→ Given information
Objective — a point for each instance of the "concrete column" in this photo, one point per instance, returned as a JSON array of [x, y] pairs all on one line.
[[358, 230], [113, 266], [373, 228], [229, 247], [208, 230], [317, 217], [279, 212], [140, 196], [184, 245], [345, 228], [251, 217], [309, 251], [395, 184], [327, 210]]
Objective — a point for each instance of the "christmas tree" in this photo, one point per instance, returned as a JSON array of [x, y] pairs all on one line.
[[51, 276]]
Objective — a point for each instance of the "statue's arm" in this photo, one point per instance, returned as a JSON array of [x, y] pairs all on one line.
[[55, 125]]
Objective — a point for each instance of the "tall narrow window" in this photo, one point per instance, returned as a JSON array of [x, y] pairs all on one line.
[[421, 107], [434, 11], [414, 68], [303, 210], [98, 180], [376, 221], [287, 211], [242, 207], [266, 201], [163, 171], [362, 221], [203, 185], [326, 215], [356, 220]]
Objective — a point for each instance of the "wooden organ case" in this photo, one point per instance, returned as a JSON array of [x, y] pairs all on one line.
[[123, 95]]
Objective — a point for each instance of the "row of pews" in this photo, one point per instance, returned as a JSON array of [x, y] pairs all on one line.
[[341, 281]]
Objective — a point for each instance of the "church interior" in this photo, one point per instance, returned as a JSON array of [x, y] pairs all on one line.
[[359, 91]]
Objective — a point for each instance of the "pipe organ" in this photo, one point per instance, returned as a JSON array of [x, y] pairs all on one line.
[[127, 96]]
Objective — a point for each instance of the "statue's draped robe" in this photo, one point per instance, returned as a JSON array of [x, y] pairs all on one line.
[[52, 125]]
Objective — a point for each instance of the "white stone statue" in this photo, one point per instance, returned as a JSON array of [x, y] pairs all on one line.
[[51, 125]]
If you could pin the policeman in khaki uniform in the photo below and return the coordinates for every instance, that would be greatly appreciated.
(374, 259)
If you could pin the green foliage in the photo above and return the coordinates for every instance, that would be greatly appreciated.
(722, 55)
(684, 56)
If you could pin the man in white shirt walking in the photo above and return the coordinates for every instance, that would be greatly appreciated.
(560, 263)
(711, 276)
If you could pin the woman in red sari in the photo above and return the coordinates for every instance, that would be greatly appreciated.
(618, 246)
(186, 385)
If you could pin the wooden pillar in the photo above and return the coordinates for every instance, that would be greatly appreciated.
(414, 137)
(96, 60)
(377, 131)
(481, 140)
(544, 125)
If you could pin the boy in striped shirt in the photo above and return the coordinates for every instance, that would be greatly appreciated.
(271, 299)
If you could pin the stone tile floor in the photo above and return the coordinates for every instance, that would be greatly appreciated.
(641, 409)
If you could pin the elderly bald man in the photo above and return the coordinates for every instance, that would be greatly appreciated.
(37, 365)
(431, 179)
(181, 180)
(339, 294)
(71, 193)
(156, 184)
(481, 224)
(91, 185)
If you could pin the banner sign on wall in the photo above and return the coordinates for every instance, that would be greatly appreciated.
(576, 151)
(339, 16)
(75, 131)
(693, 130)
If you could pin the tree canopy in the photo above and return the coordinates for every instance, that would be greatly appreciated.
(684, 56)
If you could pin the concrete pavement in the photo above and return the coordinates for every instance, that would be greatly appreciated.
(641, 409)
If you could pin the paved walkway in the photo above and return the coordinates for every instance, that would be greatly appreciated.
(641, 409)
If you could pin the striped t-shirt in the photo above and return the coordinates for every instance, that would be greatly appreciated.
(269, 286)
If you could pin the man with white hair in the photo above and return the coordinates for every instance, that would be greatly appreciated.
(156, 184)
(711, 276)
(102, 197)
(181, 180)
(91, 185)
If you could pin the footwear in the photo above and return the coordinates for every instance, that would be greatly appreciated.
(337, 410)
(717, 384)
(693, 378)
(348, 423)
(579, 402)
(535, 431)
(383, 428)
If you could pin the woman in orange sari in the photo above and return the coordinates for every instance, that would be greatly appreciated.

→ Exercise requirements
Print the complete listing again, exactly as it stands.

→ Reply
Objective — a point for each instance of the "concrete column" in this photo, one point per instance, returned as a JSON array of [x, y] pairs all on one line.
[[358, 230], [113, 266], [373, 228], [229, 247], [208, 230], [317, 217], [279, 212], [140, 196], [184, 245], [345, 228], [251, 217], [309, 251], [395, 184], [327, 210]]
Objective — a point for each instance of the "christmas tree" in this photo, one point per instance, returned as a JSON array of [x, y] pairs all on one line.
[[51, 276]]
Objective — a point for each instance of the "statue's arm" in this photo, one point per instance, returned as a JSON array of [x, y] pairs all on one line.
[[55, 125]]
Objective — a point for each instance of the "tall narrow window" in this photo, one point per instance, returned as a JSON array of [x, y] pairs all on one line.
[[421, 107], [434, 11], [414, 68], [303, 210], [98, 180], [376, 221], [287, 211], [242, 207], [266, 201], [163, 171], [362, 221], [203, 185], [326, 215], [356, 220]]
Objective — a point for each instance of the "wooden organ case" in this photo, one point per instance, returned as a JSON array of [x, y] pairs all on one line.
[[123, 95]]
Objective — a point for each instance of the "row of pews" in this photo, one point per instance, returned as a JSON array of [x, y] pairs all on one line.
[[341, 281]]
Objective — a point for each instance of the "church interior" in this photo, one point per instance, returned as a JSON array of [x, y] pairs all on one line.
[[359, 91]]
Objective — a point for each instance of the "pipe organ" in this photo, one point per instance, returned as a JSON array of [x, y] pairs all on one line.
[[127, 96]]
Objective — a point for each instance of the "statue's draped robe" in this photo, one point per instance, returned as a JSON array of [x, y] pairs all on one line.
[[52, 125]]
Objective — a point for each instance of the "white stone statue" in this photo, one point per instance, returned as a JSON array of [x, y] pairs all on one line.
[[51, 125]]
If you could pin the policeman in khaki uniform in the photo below and return the coordinates for every instance, that would be greatly appreciated.
(374, 259)
If you could pin the green foliage in the photo above and return the coordinates for every instance, that would be greatly appreciated.
(722, 55)
(684, 56)
If you could pin the man in white shirt walking in the photo above and return the coordinates for every instance, that would be greatly appreciated.
(560, 263)
(711, 276)
If you could pin the woman in red sari in the photo above and return the coordinates for every instance, that would be greatly appreciated.
(618, 246)
(186, 385)
If you could pin the wooden pillar in the photo above and return the coordinates for every instance, that would be greatly appreciated.
(414, 137)
(96, 60)
(377, 131)
(481, 140)
(544, 125)
If you could pin the boy in striped shirt in the photo above and return the coordinates for every instance, that would be greatly appreciated.
(271, 299)
If you could pin the stone tile floor in the photo above and return the coordinates for every instance, that would be greatly appreciated.
(641, 409)
If you could pin the elderly bald man in the photo above and return the coordinates for every instance, that would be greatly appreciated.
(37, 365)
(431, 179)
(181, 180)
(339, 294)
(71, 193)
(156, 184)
(481, 224)
(91, 185)
If you could pin the banner sign on wall in the photo above and return the coordinates for every instance, that would be greatly appreciated.
(576, 151)
(339, 16)
(75, 131)
(693, 130)
If you could pin the tree canopy in the photo above and return the coordinates for every instance, that would be greatly appreciated.
(684, 56)
If you could pin the concrete pavement in the photo above and return the coordinates for every instance, that would be greatly appreciated.
(641, 409)
If you could pin the paved walkway in the photo above and return the coordinates for every instance, that would be greatly appreciated.
(641, 409)
If you could pin the striped t-shirt in the photo above and return the coordinates for every instance, that would be greatly appreciated.
(269, 286)
If you could pin the man with white hair in the photo above and return the coordinates for every instance, that would be greatly appreciated.
(156, 184)
(711, 276)
(102, 197)
(181, 180)
(91, 185)
If you could pin the footwear in the photo above and return the coordinates for every instance, that would be greatly appreciated.
(337, 410)
(717, 384)
(693, 378)
(348, 423)
(579, 402)
(535, 431)
(383, 428)
If you could pin the woman in orange sari in the photo above and return the coordinates for every instance, that would be greatly appreciated.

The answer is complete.